Required task: Return verbatim the rows beginning at the line that contains "point: long sleeve top" and continuing through the final row, inclusive.
— Start of Listing —
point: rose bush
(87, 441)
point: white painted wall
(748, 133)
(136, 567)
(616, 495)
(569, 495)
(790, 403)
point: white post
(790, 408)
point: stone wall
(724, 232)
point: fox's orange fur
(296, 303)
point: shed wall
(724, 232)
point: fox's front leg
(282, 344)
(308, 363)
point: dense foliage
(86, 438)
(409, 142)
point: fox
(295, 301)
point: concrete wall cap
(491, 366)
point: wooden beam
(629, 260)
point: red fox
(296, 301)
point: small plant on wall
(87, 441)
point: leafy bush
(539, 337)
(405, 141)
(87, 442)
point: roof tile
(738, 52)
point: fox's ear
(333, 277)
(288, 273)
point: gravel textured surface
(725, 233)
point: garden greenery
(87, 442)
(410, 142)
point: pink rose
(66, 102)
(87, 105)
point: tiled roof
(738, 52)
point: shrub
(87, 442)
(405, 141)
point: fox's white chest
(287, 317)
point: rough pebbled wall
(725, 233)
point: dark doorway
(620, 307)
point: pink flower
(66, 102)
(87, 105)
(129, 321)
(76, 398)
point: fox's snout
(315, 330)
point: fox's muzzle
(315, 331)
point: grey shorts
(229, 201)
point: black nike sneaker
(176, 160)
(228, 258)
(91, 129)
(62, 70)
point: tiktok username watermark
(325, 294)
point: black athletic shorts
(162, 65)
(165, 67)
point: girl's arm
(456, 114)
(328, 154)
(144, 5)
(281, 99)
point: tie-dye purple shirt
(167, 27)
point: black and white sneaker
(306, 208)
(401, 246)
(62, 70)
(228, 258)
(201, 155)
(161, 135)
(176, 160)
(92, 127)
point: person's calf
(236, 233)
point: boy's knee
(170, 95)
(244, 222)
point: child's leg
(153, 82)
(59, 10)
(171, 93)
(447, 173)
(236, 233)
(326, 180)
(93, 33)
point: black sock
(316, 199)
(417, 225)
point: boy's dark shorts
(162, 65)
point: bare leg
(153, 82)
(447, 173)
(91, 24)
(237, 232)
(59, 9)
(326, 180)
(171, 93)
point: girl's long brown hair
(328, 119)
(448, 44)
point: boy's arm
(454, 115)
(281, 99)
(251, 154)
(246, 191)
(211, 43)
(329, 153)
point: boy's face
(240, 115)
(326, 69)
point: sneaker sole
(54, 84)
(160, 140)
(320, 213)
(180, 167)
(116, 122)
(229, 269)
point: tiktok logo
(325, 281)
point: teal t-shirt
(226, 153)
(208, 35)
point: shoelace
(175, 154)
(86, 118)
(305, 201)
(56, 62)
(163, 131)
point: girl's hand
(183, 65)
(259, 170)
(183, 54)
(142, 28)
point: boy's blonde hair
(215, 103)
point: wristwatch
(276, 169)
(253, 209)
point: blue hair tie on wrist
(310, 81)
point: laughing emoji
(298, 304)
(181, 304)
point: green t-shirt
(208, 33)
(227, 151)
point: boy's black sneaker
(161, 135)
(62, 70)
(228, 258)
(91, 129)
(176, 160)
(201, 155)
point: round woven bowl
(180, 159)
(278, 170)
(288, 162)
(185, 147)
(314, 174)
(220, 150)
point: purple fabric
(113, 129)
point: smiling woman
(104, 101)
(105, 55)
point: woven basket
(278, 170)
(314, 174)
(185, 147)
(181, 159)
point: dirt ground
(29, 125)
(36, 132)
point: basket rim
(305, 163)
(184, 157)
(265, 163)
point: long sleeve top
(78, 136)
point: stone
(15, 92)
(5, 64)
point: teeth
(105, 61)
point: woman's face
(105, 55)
— End of Listing —
Task answer:
point: long sleeve top
(78, 136)
point: stone
(15, 92)
(5, 64)
point: teeth
(105, 61)
point: woman's face
(105, 55)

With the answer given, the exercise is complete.